- _Task instructions_
Can you rewrite this data with "instance" changed to "occurrence" and everything else left as it is?

- _Extracted records_
——————
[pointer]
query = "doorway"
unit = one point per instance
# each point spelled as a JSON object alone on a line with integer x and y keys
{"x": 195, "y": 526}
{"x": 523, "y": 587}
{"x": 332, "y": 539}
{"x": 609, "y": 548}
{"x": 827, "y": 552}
——————
- _Complete response_
[pointer]
query = "doorway"
unit = one point per occurrence
# each point spelled as a JSON object alone on a line with integer x and y keys
{"x": 195, "y": 526}
{"x": 523, "y": 587}
{"x": 332, "y": 539}
{"x": 609, "y": 548}
{"x": 827, "y": 552}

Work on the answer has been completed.